Problem description ▸ Please carry on the article about the top three fears that keep people from achieving, starting after its last line.

Passage for review ▸
━━━━━━

The Top 3 Fears That Keep You From Achieving

False Evidence Appearing Real.  That’s what I remember being told about fear as a child.  Even though we’ve been told over and over that this emotion of fear isn’t a real thing it sure feels real at the moment.  The anxiety that comes over your body feels real.  The sweating, shaking, stomach-churning, and dizziness sure do feel real.  So how can something that’s considered “false” cause so many real issues? 

Most of us are afraid of something.  I remember as a kid watching the movie Child’s Play when it first came out and being absolutely terrified of my dolls and to get out of my bed at night for months (thanks mom and dad).  That event caused me to develop some thoughts that lead to me being afraid.  Now that example seems pretty cut and dry.  But what about the fear you have of presenting at work?  Or the fear you have of quitting your job?  Or the fear you have of ending that unhealthy friendship or relationship?  Or what about the fear of trying something totally new?  Where do those fears come from?  Well often times we have no idea until:

1.      We talk to a bomb therapist like me, lol.

Or

2.      We take the time to become very aware of our thoughts and find the root cause.

━━━━━━

Provided data ▸
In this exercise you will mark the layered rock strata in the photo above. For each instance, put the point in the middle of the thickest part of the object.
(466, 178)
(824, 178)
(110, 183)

━━━━━━

Written response ▸
Everyone’s got their something.  Everyone.  I know social media will have you thinking that most people are perfect and you’re the only one struggling, but trust me, that ain’t it.  Everyone has their something, and I’m seeing for a lot of women, especially women who have high goals for themselves, fear is a big issue.  The fear of not looking perfect.  The fear of making a mistake.  The fear of not meeting your timeline.  The fear of not being married by 30.  The fear of not having kids by 35.  The fear of being alone.  The fear of starting over in a new career.  The fear of “what will people think about me if they know xyz…”  We are living our lives based off of the fear of looking a certain way in other people’s eyes.  That fear may be what’s keeping you from being your best self, living your best life, and achieving the dreams that no one else knows you have. 

Far too often we let fear win.  We let fear lead our actions.  We let fear control our emotions.  We let fear bully us around.  And I don’t think many of you even realize that fear is the culprit.  I often say that fear and anxiety are related.  If you have anxiety, you 9 times out of 10 have a fear.  It’s like fear is the parent and anxiety is the child.  Fear births anxiety.  In therapy, I specialize in anxiety, fear, and worry and often times people will come to me saying they feel anxious about something and while we do address the anxiety symptoms, I also ensure we get to the root, which is the fear.  If you don’t get to the root, the symptoms more than likely will return. 

Through my work as a therapist, there are 3 main fears that I see come up over and over that prevent people from going for what they truly desire.  Let’s talk about what those fears are and how to overcome them.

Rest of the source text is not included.